> **Written task 1**: Quote the passage about the Digital Latin Library word for word, starting at "The Digital Latin Library is" and ending at "underlie every website.".

> **Text block**:
'''

The Digital Latin Library is opening the doors to publishing your critical editions. The Society for Classical Studies and Mediaeval Academy of America have published their submission process, and one from the Renaissance Society of America is coming soon. For the first time, scholars will be able to publish peer-reviewed editions of primary sources that are universally accessible to both researchers and the general public, including readers with print disabilities.
All three series contributing to the Digital Latin Library will work with files encoded using the tagging format of the Text Encoding Initiative (TEI). TEI is based on XML, which will have a familiar appearance if you have ever worked on a webpage. It works exactly like the HTML tags that underlie every website.
The Digital Latin Library has guidelines for its variant of TEI, allowing you to create files ready for publication. If you've already started on an edition, the DLL team are at work on software to help convert files in other formats, but the final submission will be a TEI XML file. It's not a perfect format, but it's the best thing we have for precisely representing the kinds of things that scholars care about when editing texts. As someone who has published editions using nearly every program available (including Classical Text Editor, LaTeX, and plain Microsoft Word), allow me to ensure you that this is by far the most efficient and sustainable way of going about it so far.

'''

> **Data shown**:
'''

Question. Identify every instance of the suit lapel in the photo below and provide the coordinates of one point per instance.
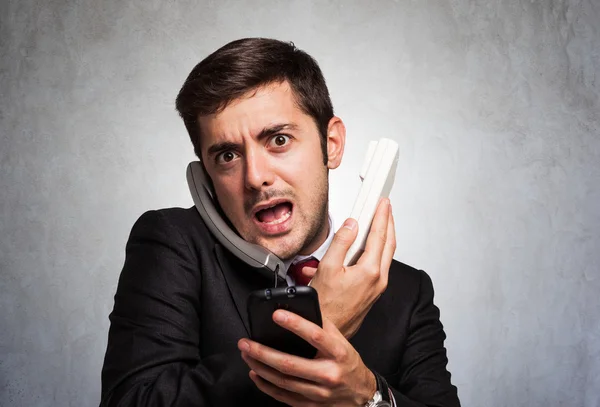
(241, 280)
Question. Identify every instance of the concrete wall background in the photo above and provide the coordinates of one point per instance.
(495, 106)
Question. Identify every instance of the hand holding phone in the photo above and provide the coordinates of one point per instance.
(301, 300)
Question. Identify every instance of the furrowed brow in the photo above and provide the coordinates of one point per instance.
(219, 147)
(270, 131)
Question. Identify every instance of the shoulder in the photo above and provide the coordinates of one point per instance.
(408, 281)
(184, 221)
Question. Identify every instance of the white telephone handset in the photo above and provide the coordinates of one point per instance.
(377, 175)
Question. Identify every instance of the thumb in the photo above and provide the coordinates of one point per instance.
(342, 241)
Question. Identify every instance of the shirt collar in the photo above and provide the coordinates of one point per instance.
(317, 254)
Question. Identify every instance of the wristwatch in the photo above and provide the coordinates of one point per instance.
(382, 395)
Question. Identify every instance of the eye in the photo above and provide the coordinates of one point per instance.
(280, 140)
(225, 157)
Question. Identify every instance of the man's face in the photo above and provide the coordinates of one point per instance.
(264, 157)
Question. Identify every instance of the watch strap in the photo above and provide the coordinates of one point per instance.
(382, 387)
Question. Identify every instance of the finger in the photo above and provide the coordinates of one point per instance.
(285, 363)
(309, 271)
(279, 394)
(324, 341)
(389, 249)
(377, 235)
(340, 244)
(294, 384)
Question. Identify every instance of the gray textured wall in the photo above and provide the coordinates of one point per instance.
(496, 109)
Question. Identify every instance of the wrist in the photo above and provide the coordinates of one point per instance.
(370, 388)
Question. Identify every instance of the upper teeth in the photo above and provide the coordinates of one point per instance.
(282, 219)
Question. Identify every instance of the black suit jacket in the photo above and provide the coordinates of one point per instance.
(180, 308)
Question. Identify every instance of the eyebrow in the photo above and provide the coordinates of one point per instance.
(266, 132)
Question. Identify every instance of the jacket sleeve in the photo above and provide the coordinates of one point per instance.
(152, 357)
(425, 380)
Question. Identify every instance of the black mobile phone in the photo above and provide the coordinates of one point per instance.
(302, 300)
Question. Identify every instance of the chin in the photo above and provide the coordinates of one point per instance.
(280, 248)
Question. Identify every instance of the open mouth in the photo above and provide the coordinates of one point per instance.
(275, 214)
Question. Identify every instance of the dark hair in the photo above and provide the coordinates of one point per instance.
(244, 65)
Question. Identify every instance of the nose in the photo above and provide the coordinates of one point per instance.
(258, 172)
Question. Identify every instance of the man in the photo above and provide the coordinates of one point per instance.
(260, 118)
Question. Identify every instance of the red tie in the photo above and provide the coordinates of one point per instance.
(295, 270)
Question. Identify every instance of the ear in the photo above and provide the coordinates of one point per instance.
(336, 140)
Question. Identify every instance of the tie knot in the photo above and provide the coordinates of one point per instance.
(295, 270)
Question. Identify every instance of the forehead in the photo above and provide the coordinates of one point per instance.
(250, 114)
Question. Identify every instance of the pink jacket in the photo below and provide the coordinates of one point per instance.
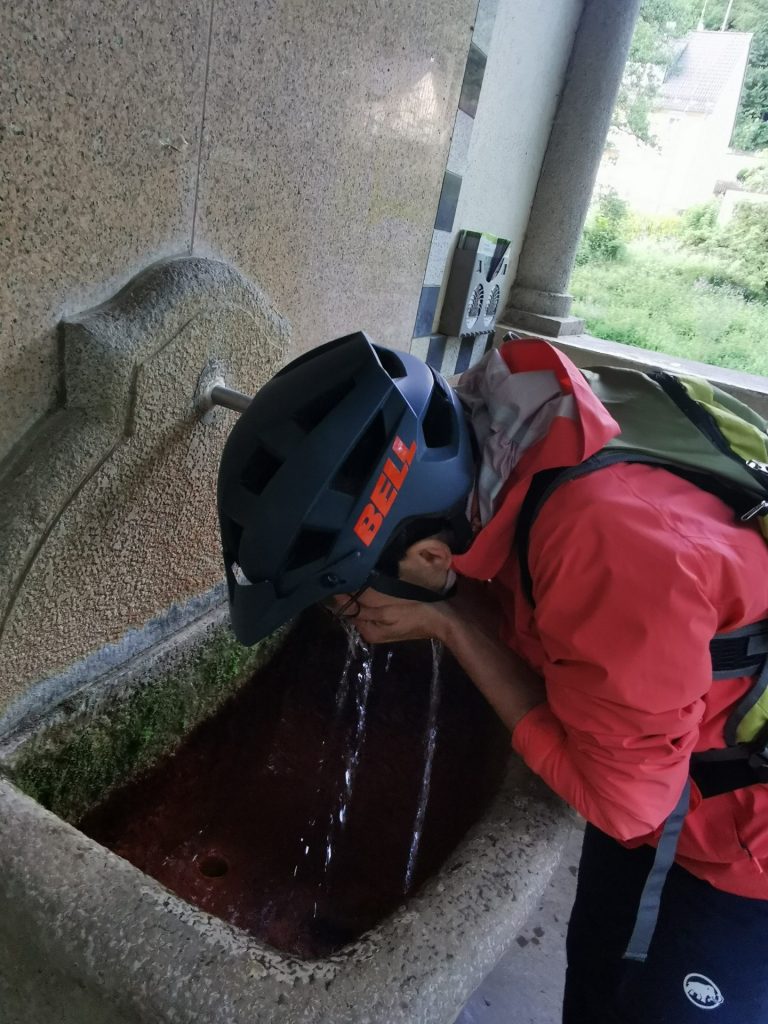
(634, 569)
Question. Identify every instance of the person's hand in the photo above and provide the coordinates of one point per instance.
(380, 619)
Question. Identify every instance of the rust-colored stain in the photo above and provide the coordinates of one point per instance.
(239, 822)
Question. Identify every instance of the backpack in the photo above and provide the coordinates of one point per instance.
(693, 429)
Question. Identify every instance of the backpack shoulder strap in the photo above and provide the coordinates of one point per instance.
(547, 481)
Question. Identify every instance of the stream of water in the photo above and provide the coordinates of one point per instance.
(431, 742)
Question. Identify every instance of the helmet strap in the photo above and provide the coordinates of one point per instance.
(408, 591)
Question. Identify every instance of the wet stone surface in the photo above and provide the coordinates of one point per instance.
(291, 812)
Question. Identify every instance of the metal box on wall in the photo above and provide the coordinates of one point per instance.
(473, 293)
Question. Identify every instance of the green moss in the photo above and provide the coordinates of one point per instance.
(76, 761)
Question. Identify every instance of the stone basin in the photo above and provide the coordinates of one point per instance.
(86, 936)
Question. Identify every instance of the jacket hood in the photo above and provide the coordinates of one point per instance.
(530, 409)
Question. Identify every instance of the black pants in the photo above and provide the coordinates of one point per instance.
(708, 963)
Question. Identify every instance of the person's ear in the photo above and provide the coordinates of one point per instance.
(431, 553)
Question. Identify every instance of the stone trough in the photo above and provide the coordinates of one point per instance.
(108, 516)
(86, 937)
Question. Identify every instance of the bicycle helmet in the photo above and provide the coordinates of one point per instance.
(334, 454)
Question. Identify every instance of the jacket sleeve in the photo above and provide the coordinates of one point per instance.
(625, 620)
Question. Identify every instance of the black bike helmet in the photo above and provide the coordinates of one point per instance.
(333, 455)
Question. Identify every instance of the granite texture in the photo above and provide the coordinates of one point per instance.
(77, 920)
(79, 911)
(326, 135)
(109, 513)
(99, 120)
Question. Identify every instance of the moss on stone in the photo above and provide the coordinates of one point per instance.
(74, 762)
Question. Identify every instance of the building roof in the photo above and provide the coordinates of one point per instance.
(706, 66)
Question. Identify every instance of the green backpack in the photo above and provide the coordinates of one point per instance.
(687, 426)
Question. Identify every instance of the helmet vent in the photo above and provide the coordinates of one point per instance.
(310, 546)
(359, 465)
(391, 363)
(438, 421)
(259, 470)
(314, 411)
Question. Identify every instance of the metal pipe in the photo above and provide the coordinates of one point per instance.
(236, 400)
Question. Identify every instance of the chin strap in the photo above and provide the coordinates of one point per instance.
(410, 591)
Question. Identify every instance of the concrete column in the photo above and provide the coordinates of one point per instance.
(539, 300)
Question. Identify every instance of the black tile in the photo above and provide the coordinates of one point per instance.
(436, 351)
(472, 83)
(425, 315)
(452, 185)
(465, 354)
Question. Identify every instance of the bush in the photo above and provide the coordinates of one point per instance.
(699, 225)
(666, 301)
(756, 178)
(742, 245)
(658, 227)
(606, 232)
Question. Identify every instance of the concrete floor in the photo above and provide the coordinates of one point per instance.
(526, 984)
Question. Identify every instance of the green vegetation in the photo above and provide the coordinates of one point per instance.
(677, 285)
(76, 762)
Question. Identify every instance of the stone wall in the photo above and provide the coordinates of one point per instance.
(270, 164)
(304, 142)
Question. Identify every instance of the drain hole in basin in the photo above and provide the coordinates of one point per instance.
(213, 866)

'''

> **Written task 2**: Find every line in the listing that contains the string "below", and copy each one.

> **Task solution 1**:
The Digital Latin Library is opening the doors to publishing your critical editions. The Society for Classical Studies and Mediaeval Academy of America have published their submission process, and one from the Renaissance Society of America is coming soon. For the first time, scholars will be able to publish peer-reviewed editions of primary sources that are universally accessible to both researchers and the general public, including readers with print disabilities.
All three series contributing to the Digital Latin Library will work with files encoded using the tagging format of the Text Encoding Initiative (TEI). TEI is based on XML, which will have a familiar appearance if you have ever worked on a webpage. It works exactly like the HTML tags that underlie every website.

> **Task solution 2**:
Question. Identify every instance of the suit lapel in the photo below and provide the coordinates of one point per instance.
Question. Identify every instance of the pink jacket in the photo below and provide the coordinates of one point per instance.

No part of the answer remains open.